▶ **DIRECTIONS**:
Where a line holds the word "banner", copy it from the records.

▶ **MATERIAL SHOWN**:
Segment Open

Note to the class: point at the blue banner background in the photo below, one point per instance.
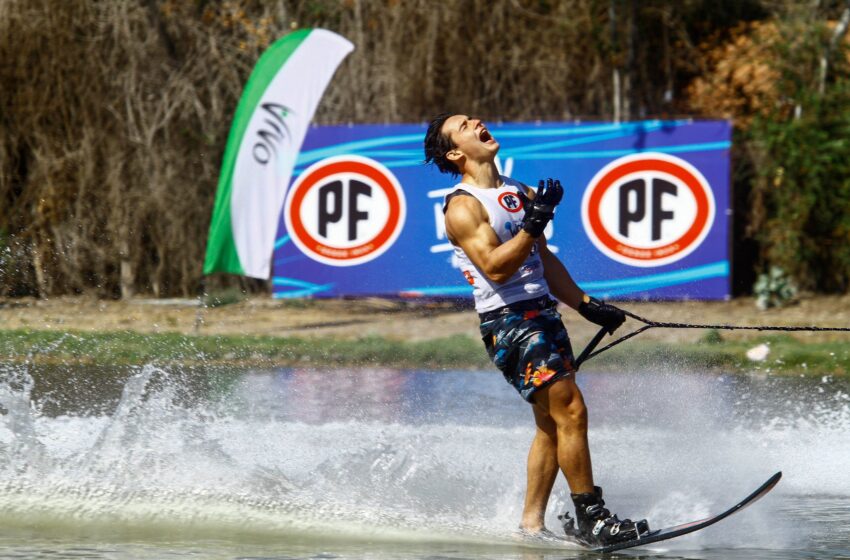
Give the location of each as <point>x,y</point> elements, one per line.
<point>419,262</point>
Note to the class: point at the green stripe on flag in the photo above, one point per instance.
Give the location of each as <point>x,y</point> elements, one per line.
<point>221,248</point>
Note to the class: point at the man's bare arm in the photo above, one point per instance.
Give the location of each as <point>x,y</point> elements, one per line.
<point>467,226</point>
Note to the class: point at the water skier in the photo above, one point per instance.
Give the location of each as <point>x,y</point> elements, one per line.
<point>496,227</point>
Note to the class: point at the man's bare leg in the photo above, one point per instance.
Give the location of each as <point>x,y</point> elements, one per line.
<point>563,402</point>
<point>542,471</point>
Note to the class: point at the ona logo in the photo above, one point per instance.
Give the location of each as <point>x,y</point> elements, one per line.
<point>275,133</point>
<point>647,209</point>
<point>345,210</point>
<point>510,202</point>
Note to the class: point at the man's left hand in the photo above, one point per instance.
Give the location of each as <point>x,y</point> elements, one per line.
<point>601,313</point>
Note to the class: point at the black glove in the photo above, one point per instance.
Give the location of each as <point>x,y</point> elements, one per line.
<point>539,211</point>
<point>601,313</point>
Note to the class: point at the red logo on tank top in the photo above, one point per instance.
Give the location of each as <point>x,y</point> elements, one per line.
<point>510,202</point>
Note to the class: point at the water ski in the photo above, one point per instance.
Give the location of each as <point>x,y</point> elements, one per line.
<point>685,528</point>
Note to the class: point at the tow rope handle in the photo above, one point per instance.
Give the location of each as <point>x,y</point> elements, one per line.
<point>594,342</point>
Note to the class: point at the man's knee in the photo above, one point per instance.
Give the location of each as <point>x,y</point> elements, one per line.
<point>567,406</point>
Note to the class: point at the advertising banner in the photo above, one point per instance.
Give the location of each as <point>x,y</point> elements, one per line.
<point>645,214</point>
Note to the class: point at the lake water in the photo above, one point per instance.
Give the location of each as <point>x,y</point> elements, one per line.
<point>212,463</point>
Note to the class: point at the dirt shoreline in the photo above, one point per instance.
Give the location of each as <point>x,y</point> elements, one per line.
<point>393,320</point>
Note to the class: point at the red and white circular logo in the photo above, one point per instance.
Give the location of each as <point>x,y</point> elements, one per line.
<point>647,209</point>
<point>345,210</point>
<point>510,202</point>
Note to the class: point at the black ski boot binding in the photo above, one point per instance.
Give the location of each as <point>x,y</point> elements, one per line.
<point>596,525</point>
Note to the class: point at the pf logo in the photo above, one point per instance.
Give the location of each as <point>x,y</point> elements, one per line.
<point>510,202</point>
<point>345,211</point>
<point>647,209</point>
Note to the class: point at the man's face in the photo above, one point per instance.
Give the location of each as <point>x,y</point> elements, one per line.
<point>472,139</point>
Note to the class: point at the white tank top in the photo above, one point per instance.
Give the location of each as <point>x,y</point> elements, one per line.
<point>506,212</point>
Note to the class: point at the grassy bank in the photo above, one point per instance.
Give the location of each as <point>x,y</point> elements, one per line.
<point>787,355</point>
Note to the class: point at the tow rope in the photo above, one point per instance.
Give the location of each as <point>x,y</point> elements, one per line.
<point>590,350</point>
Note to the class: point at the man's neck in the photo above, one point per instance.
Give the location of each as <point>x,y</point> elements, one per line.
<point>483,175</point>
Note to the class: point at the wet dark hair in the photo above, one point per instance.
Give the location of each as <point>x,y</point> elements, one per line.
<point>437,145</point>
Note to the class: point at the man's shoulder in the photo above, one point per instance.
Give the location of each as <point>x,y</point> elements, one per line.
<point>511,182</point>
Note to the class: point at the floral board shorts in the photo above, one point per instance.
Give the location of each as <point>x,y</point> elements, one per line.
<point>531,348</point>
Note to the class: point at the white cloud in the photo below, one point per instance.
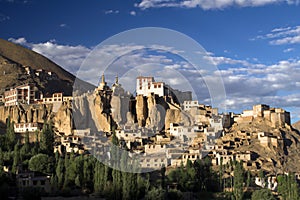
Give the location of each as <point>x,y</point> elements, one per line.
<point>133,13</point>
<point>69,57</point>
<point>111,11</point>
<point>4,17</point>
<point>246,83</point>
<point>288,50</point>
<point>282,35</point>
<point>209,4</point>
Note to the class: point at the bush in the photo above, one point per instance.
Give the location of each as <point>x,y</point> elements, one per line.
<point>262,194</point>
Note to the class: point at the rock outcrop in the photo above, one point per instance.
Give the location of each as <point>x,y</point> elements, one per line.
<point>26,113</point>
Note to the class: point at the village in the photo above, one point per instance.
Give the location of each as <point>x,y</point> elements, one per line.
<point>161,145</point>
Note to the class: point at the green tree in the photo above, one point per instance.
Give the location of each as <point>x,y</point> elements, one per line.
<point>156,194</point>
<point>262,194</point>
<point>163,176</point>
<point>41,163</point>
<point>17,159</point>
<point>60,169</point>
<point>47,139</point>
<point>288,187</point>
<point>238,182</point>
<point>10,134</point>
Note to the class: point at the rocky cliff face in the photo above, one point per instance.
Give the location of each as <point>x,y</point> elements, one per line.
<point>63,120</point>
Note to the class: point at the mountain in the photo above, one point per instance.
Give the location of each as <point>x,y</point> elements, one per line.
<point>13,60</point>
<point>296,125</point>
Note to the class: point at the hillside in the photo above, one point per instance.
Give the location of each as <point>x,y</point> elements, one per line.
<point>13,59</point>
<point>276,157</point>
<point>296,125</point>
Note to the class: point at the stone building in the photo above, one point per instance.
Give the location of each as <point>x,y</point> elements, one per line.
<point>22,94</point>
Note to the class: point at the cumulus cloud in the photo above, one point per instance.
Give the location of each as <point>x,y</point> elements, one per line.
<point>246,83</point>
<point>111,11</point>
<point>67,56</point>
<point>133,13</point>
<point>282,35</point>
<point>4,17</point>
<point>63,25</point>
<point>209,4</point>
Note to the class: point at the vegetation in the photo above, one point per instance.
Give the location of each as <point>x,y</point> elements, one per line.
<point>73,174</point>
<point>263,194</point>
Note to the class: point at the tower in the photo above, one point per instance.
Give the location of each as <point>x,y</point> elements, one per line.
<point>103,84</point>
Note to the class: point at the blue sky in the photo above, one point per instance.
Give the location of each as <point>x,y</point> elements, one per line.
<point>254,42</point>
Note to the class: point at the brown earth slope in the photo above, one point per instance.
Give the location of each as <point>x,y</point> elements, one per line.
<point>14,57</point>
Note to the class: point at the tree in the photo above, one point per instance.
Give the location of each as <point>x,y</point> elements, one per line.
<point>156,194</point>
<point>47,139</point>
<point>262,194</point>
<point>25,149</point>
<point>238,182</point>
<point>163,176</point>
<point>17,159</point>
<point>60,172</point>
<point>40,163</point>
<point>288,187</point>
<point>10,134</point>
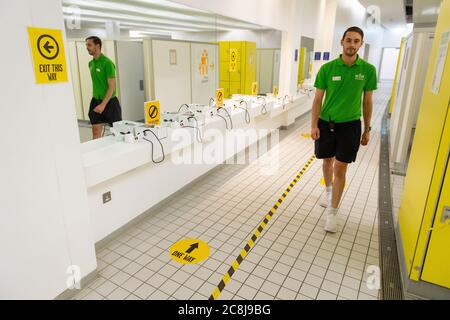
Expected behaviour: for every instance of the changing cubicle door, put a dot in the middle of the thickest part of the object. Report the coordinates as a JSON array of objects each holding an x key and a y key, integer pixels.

Segment Closed

▶ **WRITTEN RESPONSE**:
Note to the class: point at the blue banner background in the photo below, one point per instance.
Note to the class: point at the advertising banner in the photo above, one point per instance.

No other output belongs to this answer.